# Point labeling dataset excerpts:
+ + + + + + +
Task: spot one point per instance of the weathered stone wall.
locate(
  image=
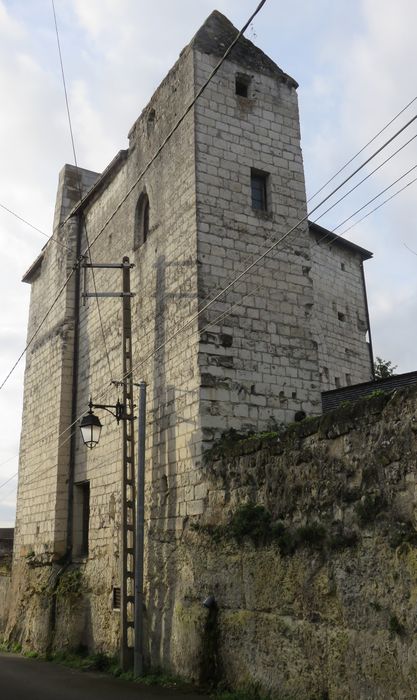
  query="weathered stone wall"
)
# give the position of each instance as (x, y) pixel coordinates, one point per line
(260, 362)
(323, 603)
(43, 470)
(6, 553)
(164, 282)
(339, 315)
(317, 600)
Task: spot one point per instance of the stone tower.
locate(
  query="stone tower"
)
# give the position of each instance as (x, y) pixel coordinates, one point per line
(227, 184)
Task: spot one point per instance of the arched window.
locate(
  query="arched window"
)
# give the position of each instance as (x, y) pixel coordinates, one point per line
(141, 221)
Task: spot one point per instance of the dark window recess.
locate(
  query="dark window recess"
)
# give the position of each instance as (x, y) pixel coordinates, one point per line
(116, 598)
(141, 221)
(258, 190)
(81, 518)
(242, 83)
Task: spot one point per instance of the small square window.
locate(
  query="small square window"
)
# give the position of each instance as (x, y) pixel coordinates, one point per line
(116, 602)
(258, 190)
(242, 83)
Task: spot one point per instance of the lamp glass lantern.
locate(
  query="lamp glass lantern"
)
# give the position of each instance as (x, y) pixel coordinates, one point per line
(90, 426)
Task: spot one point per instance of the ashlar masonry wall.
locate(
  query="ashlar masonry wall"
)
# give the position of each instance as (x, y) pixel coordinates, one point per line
(164, 282)
(260, 362)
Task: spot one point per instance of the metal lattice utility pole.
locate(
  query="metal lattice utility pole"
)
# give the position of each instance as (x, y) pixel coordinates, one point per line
(127, 535)
(128, 486)
(140, 525)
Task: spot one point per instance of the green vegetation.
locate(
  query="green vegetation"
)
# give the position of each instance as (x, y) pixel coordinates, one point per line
(395, 626)
(374, 394)
(70, 584)
(383, 368)
(368, 509)
(401, 534)
(254, 522)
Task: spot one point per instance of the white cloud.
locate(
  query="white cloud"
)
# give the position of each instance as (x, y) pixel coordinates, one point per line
(353, 61)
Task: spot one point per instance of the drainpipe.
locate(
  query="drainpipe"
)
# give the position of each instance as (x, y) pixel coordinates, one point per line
(74, 394)
(371, 351)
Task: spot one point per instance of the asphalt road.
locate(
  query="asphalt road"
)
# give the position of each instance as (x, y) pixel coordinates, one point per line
(31, 679)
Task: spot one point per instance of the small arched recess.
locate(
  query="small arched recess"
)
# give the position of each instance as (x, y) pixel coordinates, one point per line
(141, 221)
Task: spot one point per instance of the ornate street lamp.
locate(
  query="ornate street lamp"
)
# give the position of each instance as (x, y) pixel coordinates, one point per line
(90, 424)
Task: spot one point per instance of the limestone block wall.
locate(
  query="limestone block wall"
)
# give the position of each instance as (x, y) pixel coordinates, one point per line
(164, 282)
(339, 316)
(260, 362)
(319, 601)
(41, 509)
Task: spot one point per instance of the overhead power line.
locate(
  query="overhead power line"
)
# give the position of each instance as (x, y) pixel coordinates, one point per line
(378, 207)
(363, 148)
(374, 198)
(272, 247)
(179, 122)
(365, 178)
(224, 314)
(35, 228)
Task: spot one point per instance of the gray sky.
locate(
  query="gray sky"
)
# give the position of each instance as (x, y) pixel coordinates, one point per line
(355, 62)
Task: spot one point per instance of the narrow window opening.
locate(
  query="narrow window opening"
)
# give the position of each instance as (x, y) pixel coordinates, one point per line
(116, 598)
(259, 190)
(141, 231)
(81, 518)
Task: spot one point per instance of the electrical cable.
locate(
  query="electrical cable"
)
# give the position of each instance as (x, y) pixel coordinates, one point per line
(34, 335)
(209, 325)
(374, 198)
(202, 310)
(365, 178)
(178, 123)
(79, 185)
(342, 233)
(261, 257)
(361, 150)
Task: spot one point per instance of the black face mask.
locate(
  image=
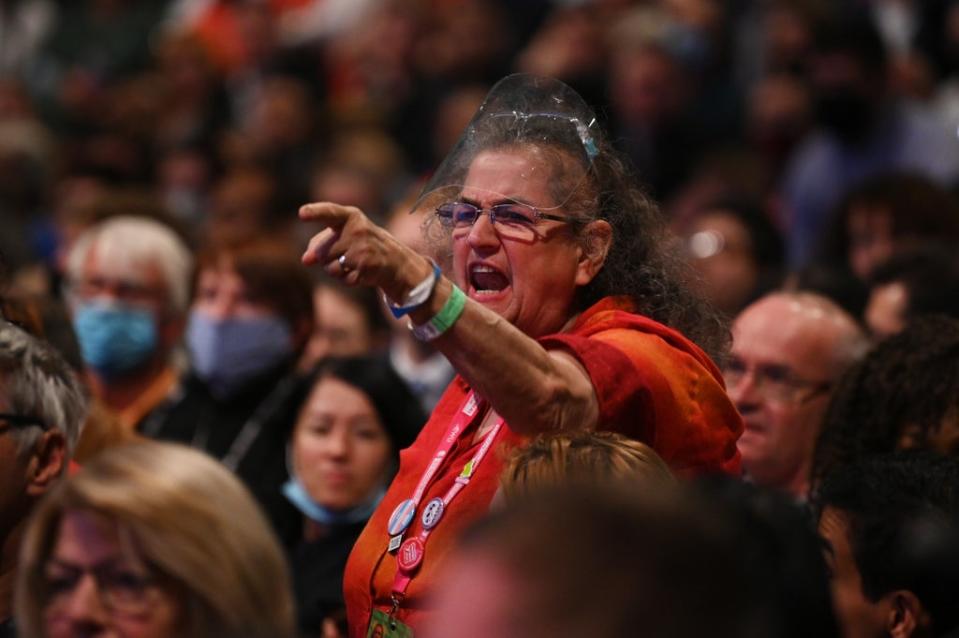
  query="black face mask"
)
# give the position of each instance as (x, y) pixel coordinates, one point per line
(846, 114)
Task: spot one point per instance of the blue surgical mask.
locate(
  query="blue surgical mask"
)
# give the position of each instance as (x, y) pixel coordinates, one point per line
(226, 353)
(297, 494)
(114, 338)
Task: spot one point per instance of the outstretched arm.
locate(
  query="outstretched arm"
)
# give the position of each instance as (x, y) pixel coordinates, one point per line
(533, 389)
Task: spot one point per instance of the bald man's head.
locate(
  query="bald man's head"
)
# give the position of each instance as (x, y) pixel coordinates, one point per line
(788, 350)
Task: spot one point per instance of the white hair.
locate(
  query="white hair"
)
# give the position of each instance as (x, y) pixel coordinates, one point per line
(130, 243)
(36, 381)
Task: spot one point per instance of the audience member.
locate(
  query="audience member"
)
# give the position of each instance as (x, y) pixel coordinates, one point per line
(903, 394)
(343, 453)
(789, 349)
(863, 132)
(915, 282)
(891, 525)
(347, 322)
(737, 251)
(666, 564)
(887, 214)
(584, 458)
(424, 369)
(779, 545)
(249, 321)
(42, 408)
(152, 539)
(129, 289)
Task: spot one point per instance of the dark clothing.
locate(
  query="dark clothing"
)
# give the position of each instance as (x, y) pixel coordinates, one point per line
(318, 568)
(248, 432)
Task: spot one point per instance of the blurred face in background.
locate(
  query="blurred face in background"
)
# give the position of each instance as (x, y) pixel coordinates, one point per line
(99, 585)
(779, 375)
(232, 336)
(722, 253)
(871, 239)
(341, 451)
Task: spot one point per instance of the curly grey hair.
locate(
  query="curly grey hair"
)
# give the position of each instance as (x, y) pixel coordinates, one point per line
(36, 381)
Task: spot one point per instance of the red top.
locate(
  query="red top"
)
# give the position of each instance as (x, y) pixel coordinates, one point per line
(652, 384)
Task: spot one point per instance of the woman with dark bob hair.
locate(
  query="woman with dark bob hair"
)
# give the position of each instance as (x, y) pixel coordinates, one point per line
(344, 451)
(156, 540)
(564, 310)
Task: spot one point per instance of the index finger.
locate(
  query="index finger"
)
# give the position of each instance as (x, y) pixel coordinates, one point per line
(327, 213)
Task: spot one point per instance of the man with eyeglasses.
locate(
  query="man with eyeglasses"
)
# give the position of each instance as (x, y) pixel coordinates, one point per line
(128, 291)
(42, 408)
(788, 350)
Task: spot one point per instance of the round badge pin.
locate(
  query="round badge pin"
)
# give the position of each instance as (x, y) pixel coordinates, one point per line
(432, 513)
(401, 517)
(411, 554)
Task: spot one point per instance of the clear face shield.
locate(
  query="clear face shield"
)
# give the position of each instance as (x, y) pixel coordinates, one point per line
(555, 133)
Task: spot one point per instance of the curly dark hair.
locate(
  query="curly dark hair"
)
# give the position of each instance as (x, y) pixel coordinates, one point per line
(910, 380)
(645, 261)
(902, 516)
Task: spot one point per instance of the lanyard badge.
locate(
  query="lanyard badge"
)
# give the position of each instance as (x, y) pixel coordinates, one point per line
+ + + + + + +
# Goal:
All of the data above should be quoted exactly, except for the pictures.

# Task response:
Task: spot one point per instance of the weathered stone wall.
locate(
  image=
  query="weathered stone wall"
)
# give the position of each instance as (x, y) pixel coordinates, one point per line
(260, 362)
(323, 603)
(43, 470)
(6, 553)
(164, 282)
(339, 315)
(317, 600)
Task: spot one point per instance of the stone tower.
locate(
  query="stone tower"
)
# give the position of each instance as (x, y) pixel coordinates, one point per line
(227, 184)
Task: spot one point per instance of the arched window.
locate(
  query="arched window"
)
# give the position of each instance as (x, y) pixel coordinates, one point per line
(141, 221)
Task: spot one point per instance of the dark window recess.
locate(
  query="dark window recess"
)
# give the position of each instance as (x, y) pixel coordinates, one point per line
(116, 598)
(141, 221)
(258, 190)
(81, 518)
(242, 83)
Task: spot one point per instance of the small square window.
locate(
  query="small square window"
)
# give the position of each instance as (x, y) pixel coordinates, one point per line
(116, 602)
(258, 190)
(242, 83)
Task: spot one point per instance of the lamp glass lantern.
locate(
  query="lamp glass lantern"
)
# give the position of each instance as (x, y) pixel coordinates, one point per line
(90, 426)
Task: spot one point per instance of the ashlar masonry wall.
locate(
  query="ashlar masonry wall"
)
# give the position of each instance as (x, y) pixel coordinates, one point per line
(164, 282)
(260, 362)
Task: spot one point per instance of the metal lattice utility pole.
locate(
  query="metal lattice utility pole"
)
# give the position of each instance as (x, y) pixel coordinates, one point per line
(127, 535)
(128, 486)
(140, 525)
Task: spot one point per instance of the green vegetation.
locate(
  query="green vegetation"
)
# give the position of each instance as (x, y) pixel coordinates, one point per line
(395, 626)
(374, 394)
(70, 584)
(383, 368)
(368, 509)
(401, 534)
(254, 522)
Task: spot one point per instance of the white cloud.
locate(
  query="white cloud"
)
# give the position of each instance as (x, y) pixel coordinates, one point per line
(353, 61)
Task: spot one point per instance of the drainpipe.
locate(
  query="drainpipe"
)
# give the position of each instance as (x, y) pixel coordinates, one point per line
(74, 394)
(371, 351)
Task: spot one point per instance of the asphalt road.
locate(
  query="asphalt road"
)
# give the position of each instance as (x, y) pixel coordinates, one point per line
(31, 679)
Task: spot one point per instance of the small arched recess.
locate(
  query="small arched recess"
)
# give the position of each instance as (x, y) pixel coordinates, one point per line
(141, 221)
Task: spot one point per instance of the ornate street lamp.
locate(
  query="ornate street lamp"
)
# give the position of each instance as (x, y) pixel coordinates, one point per line
(90, 424)
Task: spot one point per instance of the limestone block wall.
locate(
  query="limestone block wall"
)
# give the position of each instance as (x, y) pixel coordinates, one point per line
(164, 282)
(339, 316)
(260, 362)
(319, 601)
(41, 509)
Task: spot one point per instance of the overhead power line.
locate(
  query="overhead power line"
)
# give the position of each instance as (x, y) pixel coordinates, one point per line
(378, 207)
(363, 148)
(374, 198)
(272, 247)
(179, 122)
(365, 178)
(224, 314)
(35, 228)
Task: spot one point per instance of the gray sky.
locate(
  query="gray sky"
)
# give the position of each instance as (x, y) pixel coordinates, one point per line
(355, 62)
Task: spot one point per instance of the narrow window opening.
locate(
  query="narrow window opening"
)
# give the position of each instance as (x, y) pixel coordinates, one point per line
(116, 598)
(259, 190)
(141, 231)
(81, 518)
Task: spot one point per instance of the electrical cable.
locate(
  query="electrical cable"
)
# give the position of each instance as (x, y) pixel coordinates, one point per line
(34, 335)
(209, 325)
(374, 198)
(202, 310)
(365, 178)
(178, 123)
(79, 185)
(342, 233)
(261, 257)
(361, 150)
Task: spot one point per instance of the black face mask.
locate(
  image=
  query="black face mask"
)
# give the position of each instance as (x, y) pixel coordinates, one point per line
(846, 114)
Task: spot one point per instance of the blue surgical mask.
locate(
  query="blue surgical mask"
)
# give the position of each instance as (x, y) pixel coordinates, one point per line
(226, 353)
(297, 494)
(114, 338)
Task: spot one point per instance of the outstretched arm.
locate(
  query="outstretched arm"
)
# give the position of each instance as (x, y) pixel coordinates, one point per line
(533, 389)
Task: spot one point per instance of the bald man's head.
locate(
  query="bald man's head"
)
# give the position of each instance as (x, y) pixel coordinates, one point per line
(788, 350)
Task: spot one point per instance of the white hair.
locate(
  query="white hair"
)
# give the position of each instance as (x, y) pixel coordinates, one point per line
(130, 243)
(36, 381)
Task: spot one point per instance of the audience member.
locate(
  query="audience member"
)
# give the position of each instance as (x, y) pixel coordinates, one point per line
(903, 394)
(343, 453)
(789, 349)
(863, 132)
(915, 282)
(891, 525)
(347, 322)
(737, 251)
(666, 564)
(887, 214)
(584, 458)
(424, 369)
(779, 545)
(249, 321)
(42, 408)
(152, 539)
(129, 289)
Task: spot one point per instance of the dark clothing.
locate(
  query="dark clothing"
)
# give the position of each instance as (x, y) pixel coordinates, one point per line
(318, 568)
(248, 432)
Task: spot one point per instance of the blurred face in background.
locate(
  query="blurred face in background"
)
# give the position of each instance as (x, y) pixel coordinates, one point per line
(99, 585)
(779, 375)
(232, 336)
(722, 253)
(871, 239)
(341, 451)
Task: spot one point per instance of the curly grey hair.
locate(
  query="curly grey hair"
)
# give the position of each instance as (x, y) pixel coordinates, one point per line
(36, 381)
Task: spot one point per instance of the red top.
locate(
  query="red top"
)
# give the position of each instance as (x, y) pixel coordinates, one point per line
(652, 384)
Task: spot one point per instance of the woman with dark bob hair.
locate(
  query="woman with dark bob hair"
)
# give the position of each instance as (x, y) pixel coordinates, one point per line
(344, 451)
(156, 540)
(564, 310)
Task: spot one point per instance of the index finger.
locate(
  query="index finger"
)
# give the position of each instance as (x, y) pixel coordinates, one point per line
(327, 213)
Task: spot one point per instance of the man with eyeglasses.
locate(
  query="man with eyeglasses"
)
# give the position of each instance as (x, y) pixel coordinates, one point per line
(128, 291)
(42, 408)
(788, 350)
Task: spot one point per instance of the round badge pin.
locate(
  query="round badge pin"
)
# give the position of each instance as (x, y) pixel coordinates, one point per line
(432, 513)
(401, 517)
(411, 554)
Task: spot one point per instance of the clear face shield.
locate(
  query="clear face shield"
)
# give the position of each instance as (x, y) pixel coordinates, one point per line
(555, 133)
Task: spot one point per instance of the curly dark hair.
locate(
  query="curly dark hair"
)
# give the position of each instance as (x, y) pixel coordinates, one point per line
(910, 380)
(645, 261)
(902, 516)
Task: spot one point per instance of the lanyard badge.
locate(
  query="lanyard badge"
)
# give the position of each instance as (x, y) pixel coordinates, one point per line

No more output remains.